- Your task -
From the entries below, extract every line that includes the word "roasted".

- - - - -

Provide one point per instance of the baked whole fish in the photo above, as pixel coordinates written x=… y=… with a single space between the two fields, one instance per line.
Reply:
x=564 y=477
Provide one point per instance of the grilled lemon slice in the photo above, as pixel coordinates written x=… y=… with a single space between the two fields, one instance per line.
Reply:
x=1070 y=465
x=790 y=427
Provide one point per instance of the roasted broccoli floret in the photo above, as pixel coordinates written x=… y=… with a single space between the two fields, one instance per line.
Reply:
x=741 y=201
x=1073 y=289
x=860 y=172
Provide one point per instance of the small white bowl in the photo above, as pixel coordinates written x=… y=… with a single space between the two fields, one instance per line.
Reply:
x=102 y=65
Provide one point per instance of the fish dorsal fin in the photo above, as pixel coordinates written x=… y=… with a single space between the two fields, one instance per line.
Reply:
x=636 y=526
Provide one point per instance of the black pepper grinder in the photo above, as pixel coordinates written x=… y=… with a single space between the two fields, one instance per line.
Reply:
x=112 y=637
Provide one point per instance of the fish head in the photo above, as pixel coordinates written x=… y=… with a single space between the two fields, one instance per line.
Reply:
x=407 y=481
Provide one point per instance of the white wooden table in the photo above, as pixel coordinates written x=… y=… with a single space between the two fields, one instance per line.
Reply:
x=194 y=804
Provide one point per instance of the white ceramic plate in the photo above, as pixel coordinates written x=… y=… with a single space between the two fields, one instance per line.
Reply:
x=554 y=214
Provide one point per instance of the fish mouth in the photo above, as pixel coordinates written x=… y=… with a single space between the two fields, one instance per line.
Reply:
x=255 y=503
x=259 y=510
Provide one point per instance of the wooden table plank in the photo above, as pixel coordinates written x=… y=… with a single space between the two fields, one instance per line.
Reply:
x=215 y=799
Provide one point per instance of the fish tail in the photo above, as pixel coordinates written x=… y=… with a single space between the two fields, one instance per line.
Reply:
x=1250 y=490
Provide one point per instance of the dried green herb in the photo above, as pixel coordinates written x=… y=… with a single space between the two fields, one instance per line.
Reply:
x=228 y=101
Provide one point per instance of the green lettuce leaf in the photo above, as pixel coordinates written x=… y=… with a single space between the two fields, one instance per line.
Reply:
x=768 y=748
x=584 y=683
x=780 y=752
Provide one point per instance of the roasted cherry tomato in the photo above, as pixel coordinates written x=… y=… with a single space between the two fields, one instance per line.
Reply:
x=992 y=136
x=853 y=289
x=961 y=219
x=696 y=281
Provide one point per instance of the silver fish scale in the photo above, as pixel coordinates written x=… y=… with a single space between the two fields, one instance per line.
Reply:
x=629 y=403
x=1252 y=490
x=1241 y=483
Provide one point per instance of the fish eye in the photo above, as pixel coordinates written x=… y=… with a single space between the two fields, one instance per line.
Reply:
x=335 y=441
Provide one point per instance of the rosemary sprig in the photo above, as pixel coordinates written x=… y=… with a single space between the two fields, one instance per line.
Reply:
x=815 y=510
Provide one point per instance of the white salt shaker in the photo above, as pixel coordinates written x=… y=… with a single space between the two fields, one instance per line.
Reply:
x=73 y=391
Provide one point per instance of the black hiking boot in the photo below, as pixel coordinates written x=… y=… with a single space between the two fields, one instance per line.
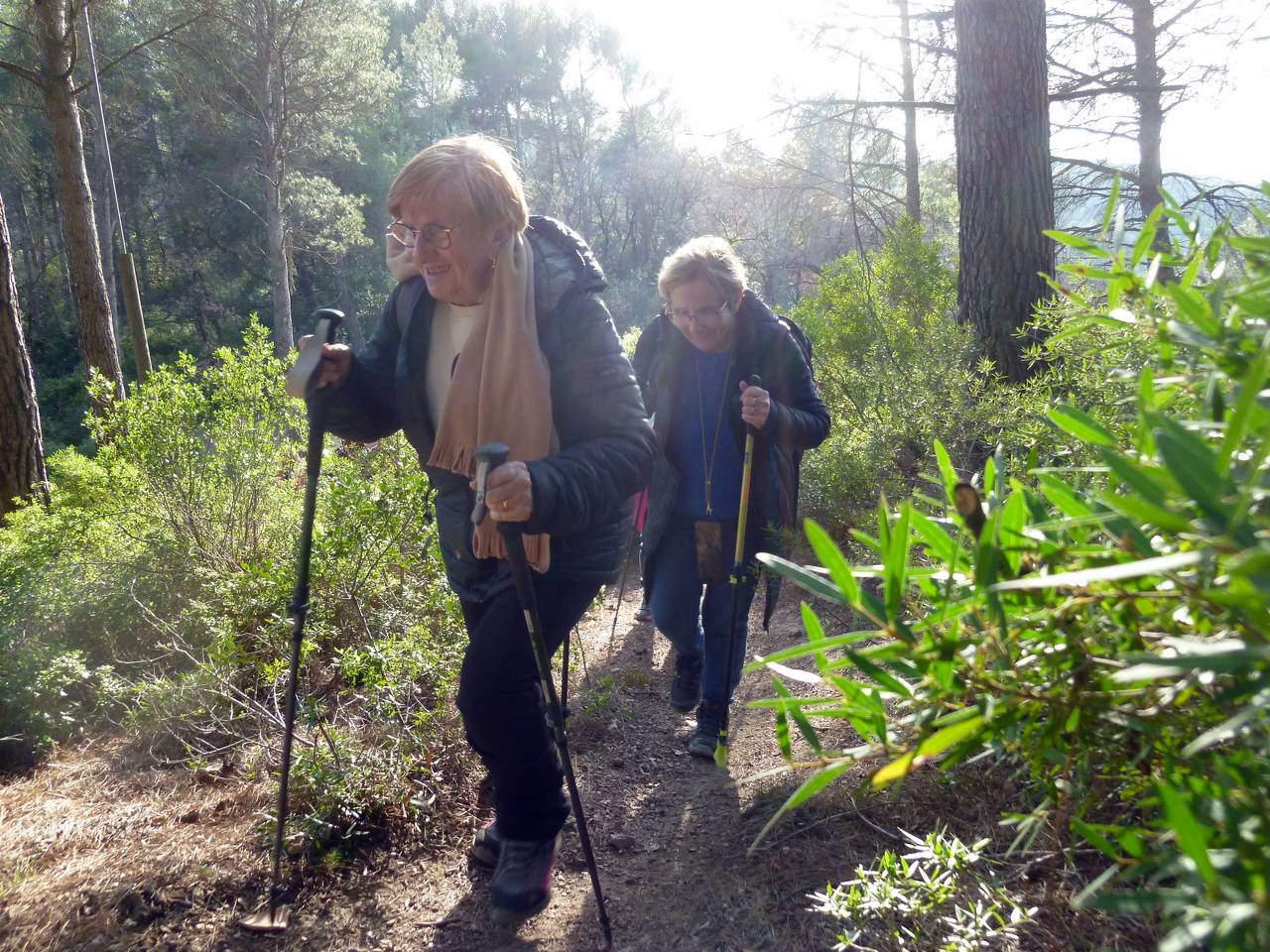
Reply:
x=522 y=883
x=486 y=844
x=686 y=687
x=705 y=739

- - - - -

- Your response -
Provide one point per instance of the roasted broccoli floret in the photo above, as pixel coordinates written x=… y=… with a single space between the two fields, one instance per line.
Provide one point per instance of the roasted cherry tomato in the photo above, as pixel coordinates written x=… y=… with a single space between the two fields, one instance per line.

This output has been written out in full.